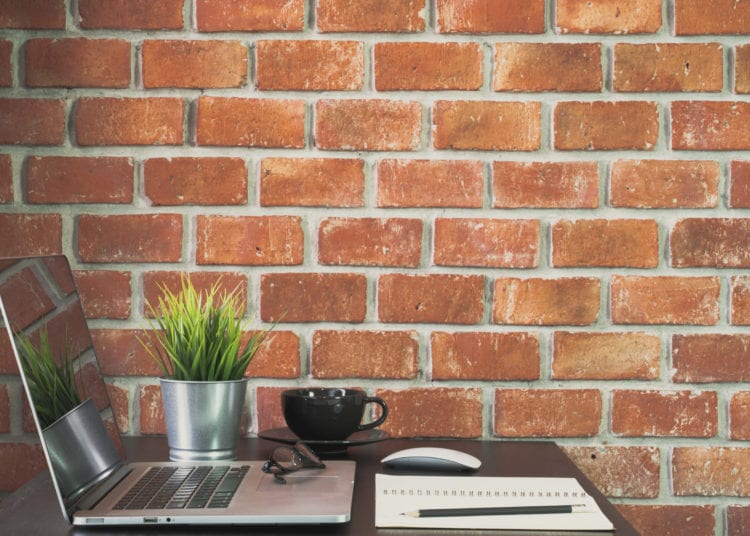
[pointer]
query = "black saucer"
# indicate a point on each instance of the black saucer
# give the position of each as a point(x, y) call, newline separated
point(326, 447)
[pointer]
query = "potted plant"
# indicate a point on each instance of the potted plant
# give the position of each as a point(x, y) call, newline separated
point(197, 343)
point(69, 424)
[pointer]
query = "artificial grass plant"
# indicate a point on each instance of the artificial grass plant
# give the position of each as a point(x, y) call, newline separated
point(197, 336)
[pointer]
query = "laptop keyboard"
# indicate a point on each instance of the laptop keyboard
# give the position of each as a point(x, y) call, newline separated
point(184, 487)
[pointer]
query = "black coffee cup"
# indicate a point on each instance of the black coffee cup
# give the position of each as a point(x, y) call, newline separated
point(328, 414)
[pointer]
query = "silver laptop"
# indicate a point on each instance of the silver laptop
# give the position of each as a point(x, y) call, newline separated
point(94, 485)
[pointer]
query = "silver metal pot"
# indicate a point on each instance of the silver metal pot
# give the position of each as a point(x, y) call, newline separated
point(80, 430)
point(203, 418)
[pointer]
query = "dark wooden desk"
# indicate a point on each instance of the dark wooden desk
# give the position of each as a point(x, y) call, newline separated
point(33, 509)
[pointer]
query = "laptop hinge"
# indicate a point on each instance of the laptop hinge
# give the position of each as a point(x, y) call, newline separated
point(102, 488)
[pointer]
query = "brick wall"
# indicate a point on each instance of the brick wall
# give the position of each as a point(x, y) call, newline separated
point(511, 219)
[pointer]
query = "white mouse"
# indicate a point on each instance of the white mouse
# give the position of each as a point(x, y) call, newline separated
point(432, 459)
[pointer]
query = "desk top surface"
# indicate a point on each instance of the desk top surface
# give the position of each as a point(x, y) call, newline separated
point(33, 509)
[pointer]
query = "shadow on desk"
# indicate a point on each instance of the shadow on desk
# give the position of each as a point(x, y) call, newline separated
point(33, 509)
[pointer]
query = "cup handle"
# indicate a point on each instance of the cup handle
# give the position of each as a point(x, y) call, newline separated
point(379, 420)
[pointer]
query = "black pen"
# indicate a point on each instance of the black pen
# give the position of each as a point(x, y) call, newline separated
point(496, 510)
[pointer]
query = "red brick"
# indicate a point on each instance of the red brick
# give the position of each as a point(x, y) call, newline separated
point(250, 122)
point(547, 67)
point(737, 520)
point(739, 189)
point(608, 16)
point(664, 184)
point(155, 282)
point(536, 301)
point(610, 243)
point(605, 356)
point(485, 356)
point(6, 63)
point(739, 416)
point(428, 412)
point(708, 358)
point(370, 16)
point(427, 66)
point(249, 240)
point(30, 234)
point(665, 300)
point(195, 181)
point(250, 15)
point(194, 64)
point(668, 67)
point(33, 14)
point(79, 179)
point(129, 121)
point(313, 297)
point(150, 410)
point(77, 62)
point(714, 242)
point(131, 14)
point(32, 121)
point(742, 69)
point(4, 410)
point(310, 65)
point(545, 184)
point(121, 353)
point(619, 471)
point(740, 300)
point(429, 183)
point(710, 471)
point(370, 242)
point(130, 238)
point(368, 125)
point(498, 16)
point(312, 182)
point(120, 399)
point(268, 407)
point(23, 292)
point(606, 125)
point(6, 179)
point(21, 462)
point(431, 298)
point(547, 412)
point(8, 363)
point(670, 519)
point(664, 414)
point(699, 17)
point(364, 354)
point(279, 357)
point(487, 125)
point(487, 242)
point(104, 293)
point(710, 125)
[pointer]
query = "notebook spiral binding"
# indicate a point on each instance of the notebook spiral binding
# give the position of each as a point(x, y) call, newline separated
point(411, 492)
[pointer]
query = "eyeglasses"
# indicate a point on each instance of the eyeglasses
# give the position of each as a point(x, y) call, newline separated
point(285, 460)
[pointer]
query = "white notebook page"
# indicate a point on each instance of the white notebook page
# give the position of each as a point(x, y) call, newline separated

━━━━━━━━━━━━━━━━━━━━

## Set task
Pull out every line in the entries above that contains the string "plant", and list them. Case counts.

## Answer to the problem
query = "potted plant"
# indicate a point on each instance of the potted plant
query = "artificial grass plant"
# indicate a point on each instance of the artificial grass plant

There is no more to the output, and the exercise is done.